*WHAT IS EXPECTED*:
Rewrite all the items below as a single numbered list, and leave out any blank lines.

===== EXERCISE MATERIAL

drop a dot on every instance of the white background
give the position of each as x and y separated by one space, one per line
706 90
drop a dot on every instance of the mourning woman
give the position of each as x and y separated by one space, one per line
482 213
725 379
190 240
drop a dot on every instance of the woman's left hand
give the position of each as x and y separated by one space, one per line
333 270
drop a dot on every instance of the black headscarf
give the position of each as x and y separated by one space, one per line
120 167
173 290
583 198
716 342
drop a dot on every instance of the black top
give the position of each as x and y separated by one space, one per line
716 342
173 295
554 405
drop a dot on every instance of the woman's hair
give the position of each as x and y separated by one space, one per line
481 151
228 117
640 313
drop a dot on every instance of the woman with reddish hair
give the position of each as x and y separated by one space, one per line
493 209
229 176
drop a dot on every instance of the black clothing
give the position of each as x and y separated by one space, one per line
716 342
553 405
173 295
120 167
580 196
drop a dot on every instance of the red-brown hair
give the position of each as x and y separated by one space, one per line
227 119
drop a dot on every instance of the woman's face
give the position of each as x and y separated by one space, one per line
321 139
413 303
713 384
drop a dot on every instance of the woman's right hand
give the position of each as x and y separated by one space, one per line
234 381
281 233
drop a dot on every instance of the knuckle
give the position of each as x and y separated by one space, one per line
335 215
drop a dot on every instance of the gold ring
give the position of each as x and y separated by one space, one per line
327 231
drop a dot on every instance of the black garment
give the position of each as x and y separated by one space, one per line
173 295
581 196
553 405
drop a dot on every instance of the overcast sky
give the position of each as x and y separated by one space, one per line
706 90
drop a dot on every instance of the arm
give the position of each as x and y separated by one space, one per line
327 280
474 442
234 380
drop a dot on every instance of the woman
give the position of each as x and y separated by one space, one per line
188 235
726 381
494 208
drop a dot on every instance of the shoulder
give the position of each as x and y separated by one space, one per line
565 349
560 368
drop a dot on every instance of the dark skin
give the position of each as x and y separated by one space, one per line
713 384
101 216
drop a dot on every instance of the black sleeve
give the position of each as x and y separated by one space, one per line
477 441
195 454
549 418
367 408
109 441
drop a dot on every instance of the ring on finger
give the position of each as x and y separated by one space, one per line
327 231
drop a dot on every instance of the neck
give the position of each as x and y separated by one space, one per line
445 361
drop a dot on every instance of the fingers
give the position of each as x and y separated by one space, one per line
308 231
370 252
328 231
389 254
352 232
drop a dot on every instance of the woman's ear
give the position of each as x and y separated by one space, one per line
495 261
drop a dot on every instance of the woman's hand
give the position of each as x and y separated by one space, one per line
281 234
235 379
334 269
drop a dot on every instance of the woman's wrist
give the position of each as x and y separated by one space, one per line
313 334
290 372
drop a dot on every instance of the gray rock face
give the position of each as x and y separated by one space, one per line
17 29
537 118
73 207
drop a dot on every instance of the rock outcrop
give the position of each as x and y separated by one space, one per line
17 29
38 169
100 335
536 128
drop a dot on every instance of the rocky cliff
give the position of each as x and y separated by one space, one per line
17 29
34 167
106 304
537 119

==========

*COMPLETE OUTPUT*:
1. drop a dot on every instance of the white background
2. give the position of each as x and y separated by one space, one per line
3. 706 90
4. drop a dot on every instance of the mourning woman
5. give the position of each as x and y separated by one space, one per line
6. 482 213
7. 725 379
8. 190 240
9. drop a dot on every instance of the woman's left hand
10. give the position of each as x and y separated by one space, one per line
11. 333 270
12. drop a dot on every instance of the black headscarf
13. give the position of each as x and y separated by one space, one per line
14. 120 167
15. 173 290
16. 583 198
17. 716 342
18. drop a dot on every instance of the black top
19. give the position of each as x and y separated by one space, one per line
20. 716 342
21. 173 295
22. 554 405
23. drop a dot on every instance of the woman's hair
24. give the position of each as x and y separated by one space, one per line
25. 481 151
26. 228 117
27. 640 313
28. drop a dot on every instance of the woman with reddish hair
29. give the position of each as x and y separated by one space, one per line
30. 493 209
31. 229 176
32. drop a dot on every instance of the black clothing
33. give the position of each as x and y separated by one space, one per line
34. 716 342
35. 553 405
36. 173 295
37. 120 167
38. 580 196
39. drop a dot on every instance of the red-brown hair
40. give the position of each as x and y separated by one space, one per line
41. 227 119
42. drop a dot on every instance of the woman's face
43. give the position of each as x and y separated by one space, one per line
44. 321 139
45. 413 303
46. 713 384
47. drop a dot on every instance of the woman's right hand
48. give the position of each as x and y separated by one space, one per line
49. 234 381
50. 281 233
51. drop a dot on every instance of the knuckle
52. give the position of each as x and y separated by one space, one per line
53. 335 215
54. drop a dot on every instance of the gold ring
55. give the position of each as x and y separated by one space, one per line
56. 327 231
57. drop a dot on every instance of the black garment
58. give the position of each as x and y separated by one space, one per line
59. 173 295
60. 581 196
61. 553 405
62. drop a dot on every instance of the overcast sky
63. give the position of each as x and y separated by one space, one per line
64. 706 90
65. drop a dot on every instance of the arm
66. give the position of each as x and y separated by one space, one per line
67. 327 280
68. 474 442
69. 234 380
70. drop a dot on every instance of the woman
71. give the position of each as x and y separated by one space, one per line
72. 188 235
73. 726 381
74. 494 208
75. drop a dot on every instance of the shoulder
76. give the position of each as x and y separated by one space, one per line
77. 565 349
78. 560 368
79. drop a dot on every instance of the dark skin
80. give the position of each as x and y separated by one space, one per line
81. 713 384
82. 101 216
83. drop a dot on every instance of the black sleeve
84. give the position of each as x and y separated by one space, one per line
85. 477 441
86. 195 454
87. 549 418
88. 367 408
89. 109 441
90. drop a dot on every instance of the ring on finger
91. give the position of each as x and y separated by one space, one per line
92. 327 231
93. drop a dot on every instance of the neck
94. give the position of each as x and y separated by one space, one per line
95. 445 361
96. drop a dot on every instance of the fingers
97. give the position of each as x and y separated by one space, one per line
98. 308 231
99. 370 252
100. 328 231
101. 389 254
102. 352 232
103. drop a dot on every instance of the woman's ear
104. give the position of each as x and y separated by one space, one per line
105. 495 261
106. drop a dot on every instance of the woman's hand
107. give the position of each as x and y separated by one space, one per line
108. 281 234
109. 235 379
110. 334 269
111. drop a dot on every instance of the woman's wrist
112. give the position of each as x and y separated by one space, one per line
113. 313 334
114. 290 372
115. drop a dot on every instance of the gray rock face
116. give the position of each as x and y separated by one space, one per line
117. 17 29
118. 537 118
119. 73 207
120. drop a dot on every instance of the rock outcrop
121. give the position of each as x and y separated by one space, one per line
122. 17 29
123. 38 169
124. 100 335
125. 536 128
126. drop a dot on every instance of the rocky cliff
127. give the position of each as x and y separated by one space, one per line
128. 17 29
129. 34 167
130. 106 304
131. 537 119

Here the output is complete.